◆ Written request ◆
Can you quote every line of the listing below word for word?

◆ Data to use ◆
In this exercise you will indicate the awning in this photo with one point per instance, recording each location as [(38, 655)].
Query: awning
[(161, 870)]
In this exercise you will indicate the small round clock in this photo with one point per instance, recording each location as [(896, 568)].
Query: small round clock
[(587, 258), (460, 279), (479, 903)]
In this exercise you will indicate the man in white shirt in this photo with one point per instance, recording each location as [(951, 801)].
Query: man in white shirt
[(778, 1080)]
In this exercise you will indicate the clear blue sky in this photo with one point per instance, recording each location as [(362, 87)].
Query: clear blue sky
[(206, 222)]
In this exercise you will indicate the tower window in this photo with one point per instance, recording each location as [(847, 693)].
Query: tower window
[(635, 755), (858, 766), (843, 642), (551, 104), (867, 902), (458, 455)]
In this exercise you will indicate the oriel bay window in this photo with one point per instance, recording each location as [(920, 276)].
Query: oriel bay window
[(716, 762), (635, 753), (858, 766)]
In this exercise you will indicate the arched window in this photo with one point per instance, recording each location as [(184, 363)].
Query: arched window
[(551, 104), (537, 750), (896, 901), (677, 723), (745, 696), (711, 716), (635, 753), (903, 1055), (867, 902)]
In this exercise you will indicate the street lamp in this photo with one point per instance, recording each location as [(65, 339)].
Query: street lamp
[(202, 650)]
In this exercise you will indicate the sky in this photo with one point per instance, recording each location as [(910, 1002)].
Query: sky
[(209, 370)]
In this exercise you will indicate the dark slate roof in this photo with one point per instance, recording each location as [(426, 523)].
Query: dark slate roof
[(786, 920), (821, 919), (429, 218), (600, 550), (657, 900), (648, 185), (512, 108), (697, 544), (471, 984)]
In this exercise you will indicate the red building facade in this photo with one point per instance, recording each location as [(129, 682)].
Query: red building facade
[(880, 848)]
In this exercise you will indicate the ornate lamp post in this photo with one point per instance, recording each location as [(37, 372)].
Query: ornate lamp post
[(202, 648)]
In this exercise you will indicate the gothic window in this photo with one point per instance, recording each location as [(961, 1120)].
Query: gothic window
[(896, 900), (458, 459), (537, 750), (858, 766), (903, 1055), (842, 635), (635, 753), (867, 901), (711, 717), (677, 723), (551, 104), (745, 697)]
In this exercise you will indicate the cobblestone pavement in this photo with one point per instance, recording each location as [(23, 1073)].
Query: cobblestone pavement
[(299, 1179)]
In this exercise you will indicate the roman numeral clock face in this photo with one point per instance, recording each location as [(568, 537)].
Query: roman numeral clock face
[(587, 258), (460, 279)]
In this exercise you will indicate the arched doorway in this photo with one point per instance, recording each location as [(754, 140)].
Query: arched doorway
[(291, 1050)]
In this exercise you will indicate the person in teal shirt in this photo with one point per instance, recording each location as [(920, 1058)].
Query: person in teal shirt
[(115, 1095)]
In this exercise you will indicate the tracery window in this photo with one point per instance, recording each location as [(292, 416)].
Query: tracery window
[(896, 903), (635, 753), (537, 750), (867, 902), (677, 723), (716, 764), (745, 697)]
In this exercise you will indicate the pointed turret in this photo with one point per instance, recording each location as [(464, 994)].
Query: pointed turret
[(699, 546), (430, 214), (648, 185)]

◆ The reply ◆
In this exercise you will indicate the awning in this photo with one point per instance, recording each location as [(38, 655)].
Query: awning
[(161, 870)]
In this exercise you will indicate the small round clock in this photo with one point per instance, recording each location as [(896, 568)].
Query: small round clock
[(587, 258), (460, 279), (479, 903)]
In this exercise you will indicate the man in white shirt in this photo with one point per instance, recording each location as [(951, 801)].
Query: man in white shirt
[(778, 1080)]
In this exercise you will indicate the clear blue sky in this photo with one point per instance, recording each location as [(362, 87)].
Query: clear blue sky
[(206, 222)]
In this exercise you will indicate the tower window in this photo with one point per instance, recording each location as [(847, 693)].
Query: tower window
[(635, 755), (858, 766), (843, 642), (551, 104), (867, 902), (458, 455)]
In this exercise you will indicate the oriel bay window in this photo with one point per instance, recording each location as [(920, 276)].
Query: oriel bay window
[(716, 762), (635, 753), (858, 766)]
In this exercise you will indicate the arched window in this photo with one point per instance, recording each location as [(184, 363)].
Query: arched window
[(551, 104), (537, 750), (896, 901), (677, 723), (745, 696), (711, 716), (635, 753), (903, 1055), (867, 902)]
In this exercise you will indicate the street lamp in this photo with one point per instance, recording each location as [(65, 339)].
Query: street lamp
[(202, 650)]
In this exercise you will indicate the sky in this photo with one point per instance, recording each location as [(910, 1002)].
Query: sky
[(209, 370)]
In this exercise you will indicate the dark slate roof in this photo with one point per instance, recording each location as [(426, 523)].
Query: dark slate roof
[(786, 920), (821, 919), (429, 218), (600, 550), (657, 900), (648, 185), (512, 108), (697, 544), (471, 984)]
In this exercise you will indicate the red building facade in this photo with one point per instance, recording each location as [(129, 682)].
Query: red building facade
[(880, 848)]
In this exercise you will indicate the ornate lamp post in this photo with one point per instance, recording each location as [(37, 372)].
Query: ornate lamp post
[(202, 648)]
In this exercise you will indicate the gothic window in this photo with one point per instance, recording each location as [(961, 1120)].
Query: gothic window
[(896, 900), (458, 459), (537, 750), (858, 766), (903, 1055), (842, 635), (635, 753), (867, 901), (711, 717), (677, 723), (551, 104), (745, 697)]
In this exercise you will indicate the cobblestone pavement in this photo with one point per instance, recording each location as [(23, 1073)].
Query: cobblestone pavement
[(299, 1179)]
In this exercise you will indicate the roman numeral clock face in this photo with one point per instance, recording each location as [(568, 537)].
Query: roman numeral clock face
[(587, 258), (460, 279)]
In this exercise you will indicate the arched doorway in this photo with one point per instance, recording each location as [(754, 140)].
Query: arched doorway
[(291, 1050)]
In this exercise you will indicate the person in teal shirt in this photo with one point per instance, recording each location as [(920, 1058)].
Query: person in teal shirt
[(115, 1095)]
In this exercise you will indicate the tracery window in this photo with one point per instance, recording each location as [(292, 416)].
Query: tracery window
[(896, 903), (635, 753), (537, 750), (867, 902), (677, 723), (716, 764), (745, 697)]
In this exercise you will indicate the pointed turret in this photo with one point per instance, recording each location as [(464, 994)].
Query: pointed turret
[(699, 546), (430, 214), (648, 185)]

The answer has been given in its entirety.